Stored dataset items
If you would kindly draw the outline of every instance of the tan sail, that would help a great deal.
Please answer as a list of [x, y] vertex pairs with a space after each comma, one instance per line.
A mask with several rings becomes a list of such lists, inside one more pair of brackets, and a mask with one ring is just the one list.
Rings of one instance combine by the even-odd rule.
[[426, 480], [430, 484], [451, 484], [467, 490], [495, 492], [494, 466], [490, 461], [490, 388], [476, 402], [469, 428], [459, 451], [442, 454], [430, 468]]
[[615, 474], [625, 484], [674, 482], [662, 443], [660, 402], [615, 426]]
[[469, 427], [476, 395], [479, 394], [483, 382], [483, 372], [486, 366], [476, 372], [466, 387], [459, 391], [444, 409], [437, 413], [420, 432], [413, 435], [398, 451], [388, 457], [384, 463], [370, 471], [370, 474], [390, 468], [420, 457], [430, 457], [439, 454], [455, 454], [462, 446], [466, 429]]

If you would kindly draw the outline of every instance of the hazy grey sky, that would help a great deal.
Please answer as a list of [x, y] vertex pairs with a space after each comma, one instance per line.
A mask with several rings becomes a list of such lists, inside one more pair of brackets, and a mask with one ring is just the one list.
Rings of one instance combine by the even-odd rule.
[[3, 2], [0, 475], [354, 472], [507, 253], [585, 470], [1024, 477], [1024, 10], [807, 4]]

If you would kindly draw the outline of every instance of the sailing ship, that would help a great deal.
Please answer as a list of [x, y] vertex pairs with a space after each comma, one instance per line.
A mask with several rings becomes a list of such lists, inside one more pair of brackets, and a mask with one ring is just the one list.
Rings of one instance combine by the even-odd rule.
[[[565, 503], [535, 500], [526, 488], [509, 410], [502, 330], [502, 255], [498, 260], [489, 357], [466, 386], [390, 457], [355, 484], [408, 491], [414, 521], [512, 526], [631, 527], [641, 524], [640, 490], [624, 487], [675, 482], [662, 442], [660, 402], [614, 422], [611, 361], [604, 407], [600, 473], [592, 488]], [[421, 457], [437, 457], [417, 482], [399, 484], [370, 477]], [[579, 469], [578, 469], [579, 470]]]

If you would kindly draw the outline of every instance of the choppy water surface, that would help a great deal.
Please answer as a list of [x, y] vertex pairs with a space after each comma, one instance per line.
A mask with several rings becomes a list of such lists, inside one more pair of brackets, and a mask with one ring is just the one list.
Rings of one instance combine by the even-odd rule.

**WHAT IS NEEDED**
Change "hazy grey sky" to "overcast sky" in the records from the line containing "sky, that would help a great deal." through the line containing "10], [807, 4]]", inclusive. Write out only those lines, with everything else left as it stands.

**RESULT**
If you would kindly draw the outline of every instance of the overcast sky, that would help a great deal.
Please answer as a list of [x, y] vertex pairs with a space after each comma, one instance per line.
A mask with several rings becomes a list of such lists, inside one more pair of brackets, and a mask with one ring is just the one list.
Rings of one instance combine by the even-odd rule.
[[3, 2], [0, 475], [354, 472], [507, 253], [585, 470], [1024, 477], [1024, 10], [807, 4]]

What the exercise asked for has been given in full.